On August 12, 1993, my father, Hal
W. McClain, had to step back from his usual role of the funeral director and
allow his friends to serve our family. He was the one that was used to caring
for other families, not being the family that was being cared for by others. August
12, 1993, was not a good day for our family. It was the day my mom took her
last breath on this earth. It was a day that the man who cared for others
needed his friends to care for him. It was also the day that my dad started to
show me his secret life. See, my dad was Super Man, and until that day, I had
never seen it.
Like an ostrich sticking its head
in the sand, my dad prepared for my mom’s death with a severe case of denial. He
stuck his head in the sand and pretended everything tomorrow would be the same
as yesterday. In my family, Mom took care of the house, and Dad took care of
the checkbook, making sure there was enough money in it for Mom to provide for
whatever our family needed. We ate dinner together every night and we went to
church together every Sunday, but when it was time for family excursions and
vacations, Dad stayed at home…he had others to take care of and they needed
him. I learned that at a young age that Dad wasn’t avoiding us; he was taking
care of others. We all knew my mom’s time on earth was limited and that cancer
would soon end her life. Nobody wanted to face that, so we carried on like
nothing had changed until the day it did.
I’m not sure I had ever spent the
night at home alone with my dad until the week after the funeral. Even several
days after the service, we had one of my dad’s best friends staying over with
us at the house. Two days after the funeral, my dad woke me up. Breakfast was
on the table in the kitchen: orange juice and biscuits and gravy. Dad drove me
to school that morning, and I began my sixth-grade year.
Life in our home wasn’t perfect. Dad
still had others to take care of... it was his job, and he had to take on the
role of a single father for the second time in his life on top of his career
responsibilities. It wasn’t perfect! At times, it was downright unpleasant for
both of us, but we managed. At some point over the next year, I think we
realized that spending time with each other was often miserable and we didn’t have
any common ground that we could share. That started to change in the spring of
1994.
____________________
- **What to work on**
a) In the account of Hal W. McClain after his wife's death, why did he stay home when the family went on excursions and vacations? Answer in one to three sentences.
b) Continue the account of Hal W. McClain after his wife's death, picking up after its final sentence.
____________________
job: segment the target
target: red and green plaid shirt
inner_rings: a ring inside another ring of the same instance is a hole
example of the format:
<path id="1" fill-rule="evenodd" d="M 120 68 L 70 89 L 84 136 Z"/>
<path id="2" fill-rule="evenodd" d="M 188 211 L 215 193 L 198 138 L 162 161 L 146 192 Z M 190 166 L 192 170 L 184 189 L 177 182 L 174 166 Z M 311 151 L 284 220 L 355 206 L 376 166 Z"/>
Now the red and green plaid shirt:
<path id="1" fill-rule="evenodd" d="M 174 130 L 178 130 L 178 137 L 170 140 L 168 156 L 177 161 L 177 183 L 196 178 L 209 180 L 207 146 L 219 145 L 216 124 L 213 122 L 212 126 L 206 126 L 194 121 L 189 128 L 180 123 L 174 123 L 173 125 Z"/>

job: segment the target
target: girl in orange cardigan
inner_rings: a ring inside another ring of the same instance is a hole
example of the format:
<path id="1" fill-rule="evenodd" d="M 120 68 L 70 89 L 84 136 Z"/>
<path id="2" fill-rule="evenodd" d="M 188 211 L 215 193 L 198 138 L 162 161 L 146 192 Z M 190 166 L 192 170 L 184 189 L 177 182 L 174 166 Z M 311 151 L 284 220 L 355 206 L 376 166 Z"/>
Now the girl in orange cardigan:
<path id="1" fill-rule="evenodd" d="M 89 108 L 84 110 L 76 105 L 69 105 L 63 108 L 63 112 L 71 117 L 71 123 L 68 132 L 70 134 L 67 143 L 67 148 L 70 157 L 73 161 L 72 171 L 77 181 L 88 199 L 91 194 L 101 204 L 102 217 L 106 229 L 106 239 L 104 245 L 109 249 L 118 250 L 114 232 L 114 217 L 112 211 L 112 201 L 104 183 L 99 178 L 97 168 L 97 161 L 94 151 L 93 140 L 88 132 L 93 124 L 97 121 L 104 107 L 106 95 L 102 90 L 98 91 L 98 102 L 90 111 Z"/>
____________________
- **Task answers**
a) He stayed home because he had others to take care of, and they needed him. As a funeral director, he was caring for other families, so he wasn't avoiding his own.

b)
I remember the first time my dad
got me up on a Saturday morning too early. He was excited to go to an auction
sale at the Miami County Fairgrounds. I was not excited to get out of bed, but the
concession stand always had good food. I went with my dad down to the
fairgrounds, and I sat there BORED OUT OF MY MIND! Over a hundred people had
gathered at the auction to buy a bunch of old, ugly, sometimes chipped and
broken glass. There wasn’t anything at that sale for me to be interested in. It
was just glass. HOW MUCH MORE BORING COULD IT GET? At some point during the
sale, I became fascinated with watching people bid, and I thought they were
crazy for spending ridiculous amounts of money on glass.
There were a lot of people at the
auction. We met a lady and her handicapped brother from Wisconsin. They sat
next to us, and she was nice. I spent most of the morning thinking about what
snack I would get next from the concession stand. Now, as I look back, if we
had owned a cellphone, I would have called someone to rescue me from the hell I
had found myself in that morning, but that was only the beginning of our
auction adventures together.
Over the next few years, we traveled to other
auctions, and I got less and less bored with our trips. At some point, my dad
bought a reference book and price guide for Greentown Glass, and I found myself
browsing the pages and the pictures as we traveled. I became fascinated by the
story of the glass factory in Greentown, Indiana, that had burned to the ground
nearly a hundred years prior, and I realized that I had a mind capable of
soaking up more information than I ever realized. I also learned that my dad
started to rely on the knowledge that I had soaked up and he would ask me
questions about the glass at the sales we were visiting. I’m not sure at what
point I realized I enjoyed the auctions or the fellowship, but it soon became
ritual for Dad and me to travel on quests for Greentown Glass and then share
the stories of our excursions and the treasures we collected.
A year or so into our collecting,
roughly 1996, my dad went to an auction by himself in Logansport, Indiana. He
brought home a small child’s size patterned glass creamer in cobalt blue. It
was his prize find. See, that Austrian pattern creamer is RARE! Dad was so
proud of his purchase, and he then joked for a couple years that it was the
only piece in the collection that was just his; everything else was ours! Dad
boasted at an annual Greentown Glass convention about his prize find, and he
turned down a lot of money for his creamer. To be honest, at the time, I wasn’t
as excited about his creamer. To me, it was the wrong pattern and the wrong
color for me to care.
The winter of 1998 was my dad’s
worst year in business. Business was slow at the funeral home, and the
checkbook suffered greatly. I don’t remember even being aware of the troubles
at the time. I guess secrecy was part of my dad’s superpowers. Christmas was
approaching, and I was expecting the usual haul of meaningless gifts that I only
thought were important at the time. I was also expecting a special piece of
glass. Dad always got me a special piece of Greentown for my birthday or Christmas.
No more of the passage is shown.